__WHAT YOU WILL DO__.
**1.** Summarize the patent claim excerpt in three sentences.
**2.** Reproduce the patent claim excerpt word for word, from "7. The energy-efficient" up to and including "don't care state.".

__DOCUMENT SEGMENT__.
- - -
6. An energy-efficient vector similarity search (VSS) method based on hybrid matching and executed in an in-memory search (IMS) architecture, the method comprising:
encoding a plurality of encoded stored vectors into corresponding threshold voltages (VT) for storage in a flash memory array, wherein the flash memory array comprises a plurality of memory strings, and each memory string comprises a plurality of memory cells arranged in series;
receiving a query vector and generating corresponding search voltages (VS) based on the query vector for application to gates of the memory cells in the flash memory array to trigger electrical responses;
executing a hybrid matching mechanism, wherein the hybrid matching mechanism includes an exact-search (ES) mode and an approximate-search (AS) mode, wherein:
in a first portion of each of the plurality of memory strings, the ES mode is executed to filter the memory strings, such that when a search voltage matches a threshold voltage, memory cells in the first portion conduct, and otherwise, the memory cells in the first portion do not conduct, thereby filtering corresponding memory strings and reducing power consumption; and
in a second portion of each of the plurality of memory strings, the AS mode is executed for memory strings whose memory cells in the first portion conduct, performing vector similarity measurement, such that when a search voltage is higher than a threshold voltage, all memory cells in the second portion conduct, generating a conduction current having a magnitude corresponding to a similarity between the search voltage and the threshold voltage; and
measuring the conduction current of each of the plurality of memory strings, selecting one or more of the plurality of memory strings based on magnitudes of the measured conduction currents in descending order, and determining the selected one or more memory strings as matching the query vector.
7. The energy-efficient VSS method based on hybrid matching of claim 6, wherein when the memory cells are multi-level cells (MLC), each of the plurality of memory cells comprises a first sub-memory cell and a second sub-memory cell, and the method further comprises expanding five state encodings corresponding to the threshold voltage and the search voltage to eight state encodings, the eight state encodings adding “0x”, “x1”, and “1x” states to a basis of the five state encodings, wherein “x” represents a don't care state.
- - -
Stored entries
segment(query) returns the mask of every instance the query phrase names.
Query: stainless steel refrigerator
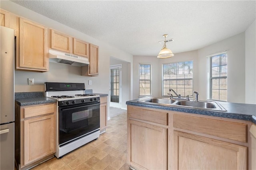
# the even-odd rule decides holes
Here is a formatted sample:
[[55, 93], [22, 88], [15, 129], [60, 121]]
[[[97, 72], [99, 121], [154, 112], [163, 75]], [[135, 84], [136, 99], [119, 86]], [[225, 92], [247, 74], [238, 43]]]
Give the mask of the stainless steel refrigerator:
[[0, 169], [14, 169], [14, 34], [1, 26]]

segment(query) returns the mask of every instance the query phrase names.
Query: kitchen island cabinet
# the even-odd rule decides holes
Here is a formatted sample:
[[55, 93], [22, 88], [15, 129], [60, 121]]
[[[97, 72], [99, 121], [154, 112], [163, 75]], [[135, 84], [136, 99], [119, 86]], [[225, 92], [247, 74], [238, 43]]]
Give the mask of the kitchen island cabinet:
[[[255, 117], [256, 119], [256, 117]], [[256, 124], [253, 123], [250, 129], [252, 139], [252, 169], [256, 170]]]
[[19, 20], [19, 54], [16, 56], [16, 69], [48, 71], [47, 28], [22, 18]]
[[136, 169], [167, 169], [167, 113], [128, 106], [127, 113], [129, 163]]
[[26, 169], [54, 156], [56, 148], [55, 103], [15, 105], [15, 159]]
[[127, 106], [127, 162], [132, 167], [254, 168], [255, 141], [248, 136], [251, 121], [168, 110], [159, 105], [149, 108], [138, 103]]

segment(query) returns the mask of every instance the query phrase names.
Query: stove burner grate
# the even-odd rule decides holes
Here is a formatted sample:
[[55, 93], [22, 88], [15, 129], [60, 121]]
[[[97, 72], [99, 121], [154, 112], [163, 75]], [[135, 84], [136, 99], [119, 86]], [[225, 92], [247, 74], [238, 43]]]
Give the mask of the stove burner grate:
[[76, 96], [96, 96], [96, 95], [93, 95], [92, 94], [78, 94], [75, 95]]
[[66, 99], [66, 98], [72, 98], [74, 97], [74, 96], [66, 96], [66, 95], [62, 95], [62, 96], [52, 96], [51, 97], [54, 97], [55, 98], [57, 99]]

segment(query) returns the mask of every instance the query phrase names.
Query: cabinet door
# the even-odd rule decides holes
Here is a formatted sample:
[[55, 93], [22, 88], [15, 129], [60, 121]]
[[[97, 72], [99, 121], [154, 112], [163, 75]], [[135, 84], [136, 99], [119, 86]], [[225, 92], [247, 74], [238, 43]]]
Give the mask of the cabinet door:
[[89, 61], [89, 75], [99, 75], [99, 47], [90, 44], [90, 57]]
[[73, 49], [74, 54], [85, 57], [89, 56], [89, 43], [73, 38]]
[[1, 26], [9, 27], [9, 12], [0, 10], [1, 14]]
[[106, 103], [100, 105], [100, 128], [102, 130], [107, 127], [108, 107]]
[[56, 151], [54, 114], [24, 121], [24, 164]]
[[177, 131], [174, 139], [174, 169], [247, 168], [246, 147]]
[[71, 53], [71, 37], [53, 30], [51, 36], [51, 48]]
[[167, 169], [167, 129], [133, 121], [128, 121], [128, 160], [130, 158], [132, 166], [138, 169]]
[[48, 71], [47, 28], [20, 18], [19, 38], [20, 55], [17, 68]]

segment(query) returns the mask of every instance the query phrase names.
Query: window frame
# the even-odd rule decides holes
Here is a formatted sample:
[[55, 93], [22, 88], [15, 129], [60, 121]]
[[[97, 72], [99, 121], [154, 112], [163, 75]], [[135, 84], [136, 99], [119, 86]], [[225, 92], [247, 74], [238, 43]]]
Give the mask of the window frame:
[[[212, 77], [212, 59], [213, 57], [219, 56], [220, 57], [220, 55], [222, 54], [226, 54], [226, 65], [220, 65], [220, 61], [219, 65], [218, 65], [218, 66], [223, 66], [224, 65], [226, 65], [227, 67], [226, 68], [226, 76], [218, 76], [218, 77]], [[227, 53], [226, 51], [224, 51], [222, 52], [218, 52], [217, 53], [216, 53], [215, 54], [212, 54], [211, 55], [207, 56], [207, 66], [208, 67], [208, 73], [207, 75], [208, 77], [208, 85], [207, 85], [207, 100], [213, 101], [222, 101], [222, 102], [227, 102], [228, 101], [228, 53]], [[216, 99], [212, 99], [212, 80], [214, 79], [218, 79], [220, 80], [221, 79], [225, 79], [227, 81], [227, 89], [226, 89], [226, 100], [220, 100], [220, 90], [221, 90], [222, 89], [220, 88], [220, 83], [219, 83], [219, 88], [218, 89], [219, 90], [218, 93], [218, 100], [217, 100]], [[220, 82], [220, 80], [219, 80], [219, 82]]]
[[[192, 78], [184, 78], [184, 79], [164, 79], [164, 65], [165, 64], [176, 64], [176, 65], [178, 63], [185, 63], [186, 62], [189, 62], [189, 61], [192, 61]], [[186, 60], [186, 61], [176, 61], [175, 62], [173, 62], [173, 63], [162, 63], [162, 97], [170, 97], [170, 95], [168, 95], [167, 94], [164, 94], [164, 81], [165, 80], [176, 80], [176, 82], [178, 82], [178, 81], [179, 81], [179, 80], [184, 80], [184, 81], [186, 80], [191, 80], [192, 81], [192, 94], [184, 94], [184, 95], [192, 95], [192, 97], [193, 97], [194, 96], [194, 93], [193, 93], [193, 89], [194, 89], [194, 60], [192, 59], [192, 60]], [[184, 84], [185, 85], [185, 84]], [[184, 87], [184, 89], [186, 89], [186, 88], [185, 88], [185, 87]], [[177, 91], [176, 92], [176, 93], [177, 93], [178, 94], [179, 93]], [[181, 97], [186, 97], [186, 96], [183, 96], [182, 95], [181, 96]]]
[[[140, 79], [140, 71], [141, 65], [148, 65], [150, 66], [150, 79]], [[140, 81], [150, 81], [150, 94], [149, 95], [140, 95]], [[139, 63], [139, 97], [144, 97], [152, 96], [152, 64], [148, 63]]]

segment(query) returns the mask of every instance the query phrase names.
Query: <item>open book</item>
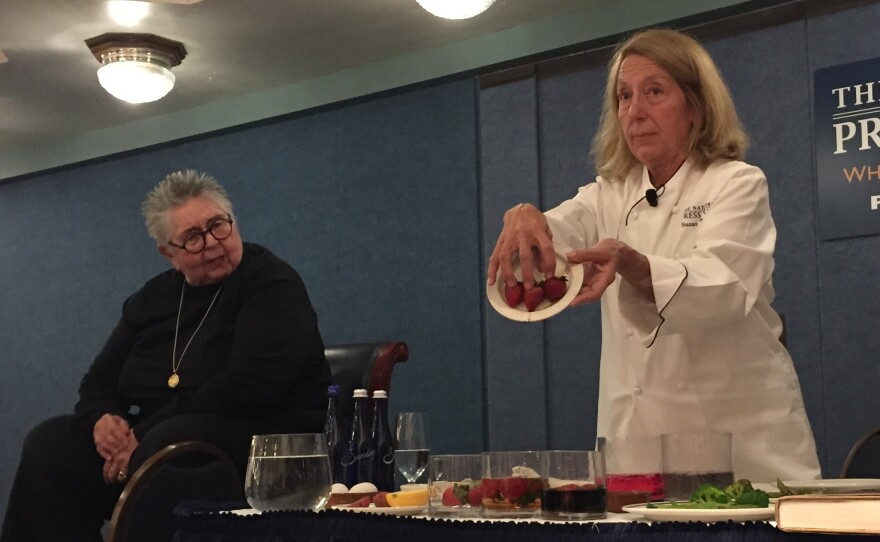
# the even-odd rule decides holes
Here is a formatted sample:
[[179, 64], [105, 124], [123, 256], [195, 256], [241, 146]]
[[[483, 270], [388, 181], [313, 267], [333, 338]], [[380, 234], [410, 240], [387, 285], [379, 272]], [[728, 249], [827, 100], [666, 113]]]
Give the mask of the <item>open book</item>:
- - -
__PER-TASK ANSWERS__.
**1.** Claim 6 describes an energy-efficient vector similarity search method, executed in an in-memory search architecture, that encodes stored vectors as threshold voltages in a flash memory array of series-connected memory cell strings and applies search voltages generated from a query vector to the cell gates. An exact-search mode in a first portion of each string filters out strings whose cells do not conduct, which reduces power consumption, while an approximate-search mode in a second portion of the remaining strings produces a conduction current whose magnitude corresponds to similarity; the strings are then selected as matches based on these currents in descending order. For multi-level cells, claim 7 gives each memory cell a first and a second sub-memory cell and expands five state encodings to eight by adding the "0x", "x1", and "1x" states, where "x" represents a don't care state.

**2.**
7. The energy-efficient VSS method based on hybrid matching of claim 6, wherein when the memory cells are multi-level cells (MLC), each of the plurality of memory cells comprises a first sub-memory cell and a second sub-memory cell, and the method further comprises expanding five state encodings corresponding to the threshold voltage and the search voltage to eight state encodings, the eight state encodings adding “0x”, “x1”, and “1x” states to a basis of the five state encodings, wherein “x” represents a don't care state.